◆ **Aim**
Reproduce every row below, character for character, without changing anything.
### Raw records ###
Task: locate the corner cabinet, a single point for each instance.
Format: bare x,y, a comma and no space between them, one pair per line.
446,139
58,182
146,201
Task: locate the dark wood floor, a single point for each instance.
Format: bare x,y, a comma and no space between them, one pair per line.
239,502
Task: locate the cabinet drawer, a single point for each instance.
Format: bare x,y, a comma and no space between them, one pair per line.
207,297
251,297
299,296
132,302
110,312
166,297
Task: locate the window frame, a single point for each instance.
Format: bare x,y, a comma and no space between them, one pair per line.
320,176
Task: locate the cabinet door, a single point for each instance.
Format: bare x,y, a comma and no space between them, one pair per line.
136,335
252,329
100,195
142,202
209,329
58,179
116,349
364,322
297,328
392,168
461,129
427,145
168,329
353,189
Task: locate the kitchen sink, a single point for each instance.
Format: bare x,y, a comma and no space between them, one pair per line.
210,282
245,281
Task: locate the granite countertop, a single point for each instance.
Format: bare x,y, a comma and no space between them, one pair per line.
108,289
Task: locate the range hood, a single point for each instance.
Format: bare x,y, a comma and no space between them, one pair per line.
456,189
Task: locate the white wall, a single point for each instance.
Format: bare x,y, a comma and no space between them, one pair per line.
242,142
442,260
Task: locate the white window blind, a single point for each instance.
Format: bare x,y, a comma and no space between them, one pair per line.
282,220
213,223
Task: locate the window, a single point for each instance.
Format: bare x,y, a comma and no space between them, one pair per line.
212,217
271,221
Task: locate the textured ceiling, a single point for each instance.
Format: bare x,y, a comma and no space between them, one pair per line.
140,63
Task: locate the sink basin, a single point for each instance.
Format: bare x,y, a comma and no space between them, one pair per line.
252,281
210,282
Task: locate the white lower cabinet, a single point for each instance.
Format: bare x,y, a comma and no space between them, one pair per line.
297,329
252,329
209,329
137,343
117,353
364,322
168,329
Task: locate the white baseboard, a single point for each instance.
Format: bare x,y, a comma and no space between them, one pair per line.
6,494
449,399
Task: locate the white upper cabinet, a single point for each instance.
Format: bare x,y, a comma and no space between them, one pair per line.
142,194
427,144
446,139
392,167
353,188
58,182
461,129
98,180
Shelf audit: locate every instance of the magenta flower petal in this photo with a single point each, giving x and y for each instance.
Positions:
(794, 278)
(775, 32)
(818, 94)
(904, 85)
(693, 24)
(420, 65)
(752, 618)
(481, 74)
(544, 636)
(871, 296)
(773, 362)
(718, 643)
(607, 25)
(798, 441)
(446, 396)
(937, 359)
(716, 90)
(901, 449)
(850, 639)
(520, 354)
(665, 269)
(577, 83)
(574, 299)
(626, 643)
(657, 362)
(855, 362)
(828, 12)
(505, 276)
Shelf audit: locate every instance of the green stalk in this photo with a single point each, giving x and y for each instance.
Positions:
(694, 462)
###
◆ **Completed exercise**
Task: locate the corner cabinet, a single point for each instance.
Format: bare x,y, a comma and no space between them, one pair per line.
446,139
58,182
146,201
Task: locate the dark wood floor, a single point for each instance.
Format: bare x,y, a comma and no space between them, one pair per line.
239,502
Task: locate the cabinet drawer, a single point for each instance.
Format: bare x,y, a comma and no space between them, one pair per line.
207,297
251,297
299,296
132,302
110,312
166,297
Task: locate the window frame, a single point for each instance.
Format: bare x,y, a comma and no space between them, one pair per line.
320,176
Task: locate the cabinet door, a single point for each instance.
Format: bare x,y, a comma and no space between them, one pair per line.
136,335
252,329
100,195
142,202
209,329
58,179
116,349
364,322
297,328
392,168
461,129
427,145
168,329
353,189
Task: locate the kitchen sink, a single point for each instance.
Format: bare x,y, a comma and no space between them, one pair per line.
210,282
245,281
Task: locate the granite countertop, a single point for each instance.
Format: bare x,y, a comma and no space between them, one pair per line.
108,289
Task: locate the range hood, a single point for each instance.
Format: bare x,y, a comma and no space between them, one pair per line.
456,189
Task: locate the white wall, a single point for each instance.
Format: bare x,y, a comma and no space between them, one pair per line.
242,142
442,260
Task: locate the white window blind, a single point for each instance.
Format: bare x,y, a comma and no space between them, one pair per line.
282,220
213,223
Task: locate the window, a single point for each instance.
Format: bare x,y, a comma and no space between them, one pair per line.
212,217
271,221
Task: locate the textured ceiling, a single point for each instance.
Format: bare x,y, a comma and no space between them, one pair per line.
140,63
Task: locate the sink basin, a single point for each instance.
Format: bare x,y, a comma and no space between them, one pair per line.
252,281
210,282
Task: locate the white lower cabinet, a single point for each instance.
Format: bare x,y, a comma and no space between them, one pair per line.
297,329
252,329
209,329
137,343
117,353
364,322
168,329
Task: locate the white baseboard, a single point for each instance.
Format: bare x,y, a comma and no space between them, one pair per line.
6,494
449,399
Task: locate the white upper cabinet, a single point for each instance.
Format: bare x,y, a comma and no space between them, one pair per line.
142,194
427,144
446,139
392,167
353,188
58,182
461,129
98,180
Shelf audit: locate every instance of the magenta flower petal in this photo with a single point each, giving x and y for each instance.
Positions:
(794, 278)
(775, 32)
(818, 94)
(904, 85)
(693, 24)
(420, 65)
(752, 618)
(481, 74)
(544, 636)
(871, 296)
(773, 362)
(718, 643)
(607, 25)
(798, 441)
(446, 396)
(937, 359)
(716, 90)
(901, 449)
(850, 639)
(520, 354)
(665, 269)
(577, 83)
(574, 299)
(626, 643)
(657, 362)
(855, 362)
(828, 12)
(505, 276)
Shelf audit: locate every instance of the green stalk in this photo with a single point each, giving x and y for each instance.
Positions:
(694, 462)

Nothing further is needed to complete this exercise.